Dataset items
====

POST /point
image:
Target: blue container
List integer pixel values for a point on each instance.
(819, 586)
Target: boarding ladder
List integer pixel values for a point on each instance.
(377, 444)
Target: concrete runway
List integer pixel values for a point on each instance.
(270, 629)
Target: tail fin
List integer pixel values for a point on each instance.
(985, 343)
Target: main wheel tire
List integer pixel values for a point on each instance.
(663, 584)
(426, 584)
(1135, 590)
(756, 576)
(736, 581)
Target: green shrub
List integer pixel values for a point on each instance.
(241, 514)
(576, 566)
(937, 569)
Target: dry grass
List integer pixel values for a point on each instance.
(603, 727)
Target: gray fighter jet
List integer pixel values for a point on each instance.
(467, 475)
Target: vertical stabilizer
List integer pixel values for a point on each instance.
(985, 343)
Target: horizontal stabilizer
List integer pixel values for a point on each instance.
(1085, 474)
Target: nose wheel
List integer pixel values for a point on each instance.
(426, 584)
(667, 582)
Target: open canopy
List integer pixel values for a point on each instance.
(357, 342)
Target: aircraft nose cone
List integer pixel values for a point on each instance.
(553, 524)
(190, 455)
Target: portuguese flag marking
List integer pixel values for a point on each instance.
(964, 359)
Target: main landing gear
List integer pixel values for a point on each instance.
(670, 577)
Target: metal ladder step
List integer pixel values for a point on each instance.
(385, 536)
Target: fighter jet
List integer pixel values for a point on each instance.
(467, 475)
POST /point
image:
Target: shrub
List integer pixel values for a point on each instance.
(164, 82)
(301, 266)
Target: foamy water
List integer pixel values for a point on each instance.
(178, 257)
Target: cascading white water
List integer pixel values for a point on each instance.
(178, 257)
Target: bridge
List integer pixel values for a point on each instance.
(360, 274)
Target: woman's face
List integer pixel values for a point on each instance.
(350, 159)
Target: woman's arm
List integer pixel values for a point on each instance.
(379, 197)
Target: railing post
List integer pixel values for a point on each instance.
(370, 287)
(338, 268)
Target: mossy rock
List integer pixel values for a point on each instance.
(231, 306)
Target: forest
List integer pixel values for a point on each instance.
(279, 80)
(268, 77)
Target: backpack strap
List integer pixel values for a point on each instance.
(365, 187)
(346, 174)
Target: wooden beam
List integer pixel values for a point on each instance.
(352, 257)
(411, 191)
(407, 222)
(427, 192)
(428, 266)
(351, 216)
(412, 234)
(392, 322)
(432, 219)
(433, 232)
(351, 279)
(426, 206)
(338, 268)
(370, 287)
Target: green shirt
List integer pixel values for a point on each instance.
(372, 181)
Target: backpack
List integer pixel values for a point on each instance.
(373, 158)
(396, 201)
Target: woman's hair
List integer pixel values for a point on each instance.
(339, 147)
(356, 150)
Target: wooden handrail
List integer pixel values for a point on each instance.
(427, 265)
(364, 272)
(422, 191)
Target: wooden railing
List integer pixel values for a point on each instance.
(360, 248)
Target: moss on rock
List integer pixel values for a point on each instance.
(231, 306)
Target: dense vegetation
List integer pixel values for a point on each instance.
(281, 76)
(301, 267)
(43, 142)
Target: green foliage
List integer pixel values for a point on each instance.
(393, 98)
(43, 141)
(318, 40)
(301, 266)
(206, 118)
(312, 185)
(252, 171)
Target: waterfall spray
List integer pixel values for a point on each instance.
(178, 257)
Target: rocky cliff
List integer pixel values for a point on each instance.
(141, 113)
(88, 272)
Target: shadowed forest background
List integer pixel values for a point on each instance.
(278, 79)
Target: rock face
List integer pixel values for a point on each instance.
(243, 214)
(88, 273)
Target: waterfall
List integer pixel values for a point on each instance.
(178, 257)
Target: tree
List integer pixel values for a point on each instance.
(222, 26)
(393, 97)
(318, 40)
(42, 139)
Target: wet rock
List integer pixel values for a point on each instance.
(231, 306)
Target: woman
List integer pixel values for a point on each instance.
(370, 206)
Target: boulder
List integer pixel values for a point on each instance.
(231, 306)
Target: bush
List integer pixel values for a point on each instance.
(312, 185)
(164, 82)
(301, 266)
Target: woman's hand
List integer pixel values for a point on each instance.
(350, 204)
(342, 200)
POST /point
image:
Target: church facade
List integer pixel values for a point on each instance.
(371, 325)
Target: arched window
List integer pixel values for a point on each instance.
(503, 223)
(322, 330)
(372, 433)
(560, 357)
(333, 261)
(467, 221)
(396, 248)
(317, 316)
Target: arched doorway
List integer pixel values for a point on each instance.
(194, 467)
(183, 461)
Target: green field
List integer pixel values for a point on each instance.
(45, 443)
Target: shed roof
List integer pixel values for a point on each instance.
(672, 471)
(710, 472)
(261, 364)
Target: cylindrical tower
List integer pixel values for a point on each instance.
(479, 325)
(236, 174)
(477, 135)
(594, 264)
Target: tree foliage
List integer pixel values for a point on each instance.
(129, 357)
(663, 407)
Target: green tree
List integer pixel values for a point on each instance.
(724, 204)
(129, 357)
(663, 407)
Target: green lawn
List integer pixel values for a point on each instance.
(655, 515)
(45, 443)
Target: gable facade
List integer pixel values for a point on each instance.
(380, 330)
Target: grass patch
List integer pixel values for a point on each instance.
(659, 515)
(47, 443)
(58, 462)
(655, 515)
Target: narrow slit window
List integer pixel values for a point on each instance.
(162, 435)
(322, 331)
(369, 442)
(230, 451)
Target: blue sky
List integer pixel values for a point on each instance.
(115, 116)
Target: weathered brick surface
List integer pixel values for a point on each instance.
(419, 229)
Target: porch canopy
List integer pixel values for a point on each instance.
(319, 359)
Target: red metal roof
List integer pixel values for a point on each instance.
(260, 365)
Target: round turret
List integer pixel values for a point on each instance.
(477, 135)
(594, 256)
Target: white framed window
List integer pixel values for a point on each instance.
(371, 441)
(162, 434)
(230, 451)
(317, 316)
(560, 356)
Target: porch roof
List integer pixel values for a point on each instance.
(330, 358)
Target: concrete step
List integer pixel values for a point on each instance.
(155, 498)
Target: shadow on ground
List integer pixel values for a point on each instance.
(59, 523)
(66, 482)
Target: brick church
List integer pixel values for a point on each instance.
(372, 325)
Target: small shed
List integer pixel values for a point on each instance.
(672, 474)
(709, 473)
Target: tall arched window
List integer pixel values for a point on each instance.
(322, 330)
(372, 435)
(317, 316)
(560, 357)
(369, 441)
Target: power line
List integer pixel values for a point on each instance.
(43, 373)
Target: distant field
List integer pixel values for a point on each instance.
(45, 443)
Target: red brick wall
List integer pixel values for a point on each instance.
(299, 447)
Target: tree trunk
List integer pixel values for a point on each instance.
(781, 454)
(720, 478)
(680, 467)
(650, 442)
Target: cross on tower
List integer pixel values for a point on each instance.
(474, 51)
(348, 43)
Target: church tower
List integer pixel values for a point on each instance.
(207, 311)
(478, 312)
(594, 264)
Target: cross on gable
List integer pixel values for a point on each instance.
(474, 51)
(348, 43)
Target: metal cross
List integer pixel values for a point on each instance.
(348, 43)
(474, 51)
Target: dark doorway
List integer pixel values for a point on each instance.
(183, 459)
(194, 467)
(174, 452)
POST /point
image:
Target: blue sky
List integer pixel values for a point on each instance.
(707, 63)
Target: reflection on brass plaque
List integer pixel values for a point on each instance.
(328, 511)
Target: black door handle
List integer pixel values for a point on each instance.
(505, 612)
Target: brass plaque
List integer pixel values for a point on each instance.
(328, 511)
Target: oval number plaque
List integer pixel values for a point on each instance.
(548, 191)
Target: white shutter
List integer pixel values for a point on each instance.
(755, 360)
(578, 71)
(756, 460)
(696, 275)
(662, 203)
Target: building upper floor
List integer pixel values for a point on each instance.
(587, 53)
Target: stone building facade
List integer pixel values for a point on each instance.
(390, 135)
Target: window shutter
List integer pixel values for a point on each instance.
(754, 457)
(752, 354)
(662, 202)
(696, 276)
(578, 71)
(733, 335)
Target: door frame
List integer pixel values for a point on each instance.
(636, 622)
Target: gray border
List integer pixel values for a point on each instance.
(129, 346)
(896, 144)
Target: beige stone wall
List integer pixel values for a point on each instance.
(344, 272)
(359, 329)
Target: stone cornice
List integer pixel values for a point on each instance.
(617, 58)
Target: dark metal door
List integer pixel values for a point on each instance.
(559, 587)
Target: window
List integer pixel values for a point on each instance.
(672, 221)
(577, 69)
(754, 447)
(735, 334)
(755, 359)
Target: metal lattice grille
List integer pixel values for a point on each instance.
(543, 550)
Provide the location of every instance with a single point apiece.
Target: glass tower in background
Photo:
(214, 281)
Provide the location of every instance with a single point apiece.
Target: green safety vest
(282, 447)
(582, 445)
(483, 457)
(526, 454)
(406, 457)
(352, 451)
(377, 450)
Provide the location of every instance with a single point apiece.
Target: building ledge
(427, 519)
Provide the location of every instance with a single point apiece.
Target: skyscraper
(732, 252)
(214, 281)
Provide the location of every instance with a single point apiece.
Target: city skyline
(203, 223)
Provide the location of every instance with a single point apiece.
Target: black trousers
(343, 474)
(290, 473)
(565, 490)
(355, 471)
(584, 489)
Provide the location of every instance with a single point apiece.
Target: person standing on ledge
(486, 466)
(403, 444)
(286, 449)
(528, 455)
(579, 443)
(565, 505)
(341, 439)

====

• **WORK TO COMPLETE**
Please give again the lines above between the line holding "Target: weathered brick surface" and the line holding "Target: round turret", inclusive, exactly as they are and with nothing added.

• **OUTPUT OF THE TASK**
Target: weathered brick surface
List integer pixel values for a point on each instance.
(419, 229)
Target: porch canopy
List integer pixel values for a point on each instance.
(319, 359)
Target: red metal roof
List integer pixel values for a point on each instance.
(260, 365)
Target: round turret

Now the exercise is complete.